RECORDS SUPPLIED:
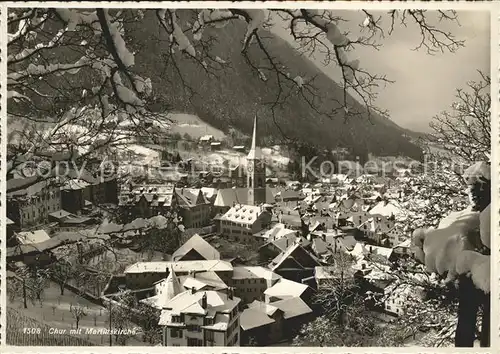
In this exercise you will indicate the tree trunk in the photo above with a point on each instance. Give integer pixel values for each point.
(468, 305)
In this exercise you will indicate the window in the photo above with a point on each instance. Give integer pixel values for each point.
(175, 333)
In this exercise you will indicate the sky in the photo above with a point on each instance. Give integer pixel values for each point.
(425, 85)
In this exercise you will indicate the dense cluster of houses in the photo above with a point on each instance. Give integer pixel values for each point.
(296, 230)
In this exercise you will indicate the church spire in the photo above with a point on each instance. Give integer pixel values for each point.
(254, 150)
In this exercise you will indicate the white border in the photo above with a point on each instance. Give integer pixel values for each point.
(492, 6)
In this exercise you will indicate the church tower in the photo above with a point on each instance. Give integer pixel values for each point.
(256, 172)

THE PROBLEM: Extract, verbatim, the rows from the one containing "In this exercise you will indicate the white" through the last of the rows above, both ends included.

RESPONSE TO THIS TASK:
In this exercise you will indicate the white border in the photo above with a point on each instance. Give integer pixel values for each point.
(492, 6)
In this exercise you will indicate the church tower in the photo above with a point on each instance. Give integer pixel values for each point.
(256, 172)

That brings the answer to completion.